### OVERGENOMEN TEKST
Onderzoek naar sociale verschillen in non-cognitieve vaardigheden

Marjolein Muskens, Lin Rouvroye, Trudie Schils, Lex Borghans - Universiteit Maastricht | 12 April 2018


Onderzoek naar sociale verschillen in non-cognitieve vaardigheden

Non-cognitieve vaardigheden

De afgelopen decennia is er veel aandacht geweest in onderzoek en beleid voor de ontwikkeling van cognitieve vaardigheden in het onderwijs, die gemeten kunnen worden met bijvoorbeeld leerlingvolgsystemen en Cito-toetsen. Tegelijkertijd is steeds duidelijker aan het worden dat ‘non-cognitieve vaardigheden’, zoals bijvoorbeeld doorzettingsvermogen en nauwkeurigheid, ook belangrijk zijn voor de ontwikkeling van kinderen. Deze non-cognitieve vaardigheden blijken namelijk ook veel invloed te hebben op de uiteindelijke kansen en successen van mensen in het onderwijs en later op de arbeidsmarkt.

### AANGELEVERDE GEGEVENS
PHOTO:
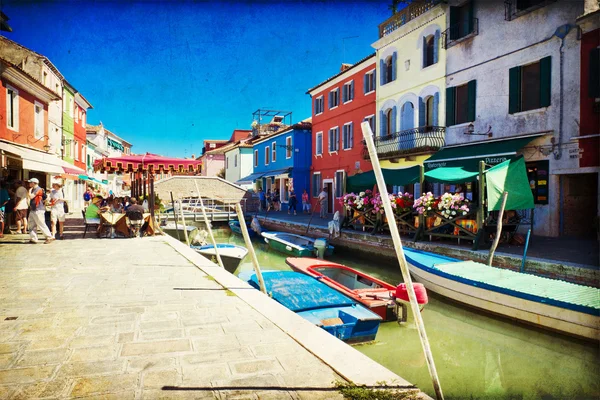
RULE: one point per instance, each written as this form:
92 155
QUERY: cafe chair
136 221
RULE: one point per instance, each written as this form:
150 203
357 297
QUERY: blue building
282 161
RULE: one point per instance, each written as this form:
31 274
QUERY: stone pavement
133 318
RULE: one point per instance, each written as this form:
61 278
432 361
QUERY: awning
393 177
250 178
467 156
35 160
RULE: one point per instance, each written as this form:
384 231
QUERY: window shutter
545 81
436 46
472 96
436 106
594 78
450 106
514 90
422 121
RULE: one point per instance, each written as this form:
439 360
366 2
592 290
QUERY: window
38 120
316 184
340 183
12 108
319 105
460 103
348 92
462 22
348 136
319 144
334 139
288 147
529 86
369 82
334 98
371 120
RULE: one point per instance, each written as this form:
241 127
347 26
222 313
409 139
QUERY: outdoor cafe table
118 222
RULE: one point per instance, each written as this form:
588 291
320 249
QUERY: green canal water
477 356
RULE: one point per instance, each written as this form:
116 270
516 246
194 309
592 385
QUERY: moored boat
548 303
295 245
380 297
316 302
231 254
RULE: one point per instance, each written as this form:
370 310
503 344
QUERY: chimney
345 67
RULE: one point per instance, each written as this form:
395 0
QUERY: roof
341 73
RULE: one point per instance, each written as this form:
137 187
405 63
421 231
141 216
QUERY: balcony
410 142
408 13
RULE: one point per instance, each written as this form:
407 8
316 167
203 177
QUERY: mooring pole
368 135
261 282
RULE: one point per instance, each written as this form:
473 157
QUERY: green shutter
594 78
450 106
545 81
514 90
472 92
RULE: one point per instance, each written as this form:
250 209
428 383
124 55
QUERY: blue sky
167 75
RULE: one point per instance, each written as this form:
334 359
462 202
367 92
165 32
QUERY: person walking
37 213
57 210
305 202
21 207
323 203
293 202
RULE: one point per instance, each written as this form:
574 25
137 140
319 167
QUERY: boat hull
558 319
...
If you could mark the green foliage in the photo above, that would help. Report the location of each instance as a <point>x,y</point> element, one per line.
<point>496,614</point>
* * *
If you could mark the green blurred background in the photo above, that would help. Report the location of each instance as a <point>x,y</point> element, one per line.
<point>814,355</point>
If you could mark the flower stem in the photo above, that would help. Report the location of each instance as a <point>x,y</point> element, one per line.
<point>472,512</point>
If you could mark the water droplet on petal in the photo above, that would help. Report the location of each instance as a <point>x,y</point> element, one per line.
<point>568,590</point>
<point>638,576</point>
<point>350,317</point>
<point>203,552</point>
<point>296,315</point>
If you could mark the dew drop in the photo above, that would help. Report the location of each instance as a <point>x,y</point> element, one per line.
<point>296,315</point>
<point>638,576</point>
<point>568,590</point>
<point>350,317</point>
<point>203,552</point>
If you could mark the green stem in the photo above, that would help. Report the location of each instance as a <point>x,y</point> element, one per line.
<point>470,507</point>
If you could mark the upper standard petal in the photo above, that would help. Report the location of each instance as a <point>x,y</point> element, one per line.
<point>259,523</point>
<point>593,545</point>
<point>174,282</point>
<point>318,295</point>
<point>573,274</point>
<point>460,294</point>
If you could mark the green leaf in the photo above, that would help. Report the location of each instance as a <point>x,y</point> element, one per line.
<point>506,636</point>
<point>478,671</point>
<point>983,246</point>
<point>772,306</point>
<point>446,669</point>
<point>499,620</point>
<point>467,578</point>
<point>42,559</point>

### TE MAKEN OPDRACHTEN
**A.** Werk de tekst over non-cognitieve vaardigheden bij: geef het stuk tussen "De afgelopen decennia" en "op de arbeidsmarkt.", beide inbegrepen, opnieuw en zet daarin "zelfdiscipline" in plaats van "doorzettingsvermogen".
**B.** Welke twee voorbeelden van non-cognitieve vaardigheden noemt de tekst over non-cognitieve vaardigheden?
**C.** Pak de tekst over sociale verschillen in non-cognitieve vaardigheden weer op en schrijf verder na de laatste zin die er staat.

### ANTWOORDEN OP VOLGORDE
**A.**
De afgelopen decennia is er veel aandacht geweest in onderzoek en beleid voor de ontwikkeling van cognitieve vaardigheden in het onderwijs, die gemeten kunnen worden met bijvoorbeeld leerlingvolgsystemen en Cito-toetsen. Tegelijkertijd is steeds duidelijker aan het worden dat ‘non-cognitieve vaardigheden’, zoals bijvoorbeeld zelfdiscipline en nauwkeurigheid, ook belangrijk zijn voor de ontwikkeling van kinderen. Deze non-cognitieve vaardigheden blijken namelijk ook veel invloed te hebben op de uiteindelijke kansen en successen van mensen in het onderwijs en later op de arbeidsmarkt.

**B.** Doorzettingsvermogen en nauwkeurigheid.

**C.**
Gelijke kansen in het onderwijs

Het Ministerie van Onderwijs heeft aandacht voor gelijke kansen in het onderwijs: alle kinderen moeten dezelfde kansen krijgen in het onderwijs, ongeacht hun afkomst en opleidingsniveau van de ouders. In het kader van het ‘plan van aanpak voor gelijke kansen’ wordt een monitor ontwikkeld, om zo in kaart te kunnen brengen in hoeverre er sprake is van gelijke kansen in het onderwijs in Nederland, en waar eventuele knelpunten te vinden zijn.

Het is de bedoeling om in deze monitor, naast cognitieve vaardigheden, ook aandacht te besteden aan non-cognitieve vaardigheden, vanwege het inzicht dat deze ook belangrijk zijn voor (gelijke) kansen.

In opdracht van het Ministerie van OCW voeren onderzoekers van de Universiteit Maastricht een onderzoek uit naar de rol van zogenaamde ‘non-cognitieve vaardigheden’ in het onderwijs.

Dit onderzoek richt zich op de vraag welke non-cognitieve vaardigheden geschikt zijn om op de nemen in deze monitor. De vaardigheden moeten voldoen aan de volgende voorwaarden:

1.Er moet een samenhang zijn tussen de mate waarin leerlingen deze vaardigheden beheersen en de achtergrondkenmerken van leerlingen.

2.Op basis van onderzoek moet zijn aangetoond dat het gaat om belangrijke voorspellers of uitkomsten van onderwijs;

3.Aangetoond moet zijn dat deze vaardigheden in het onderwijs leerbaar zijn.

4.De vaardigheid moet met een valide meetinstrument gemeten kunnen worden, zodat de ontwikkeling daarvan ook in een monitor gevolgd kan worden.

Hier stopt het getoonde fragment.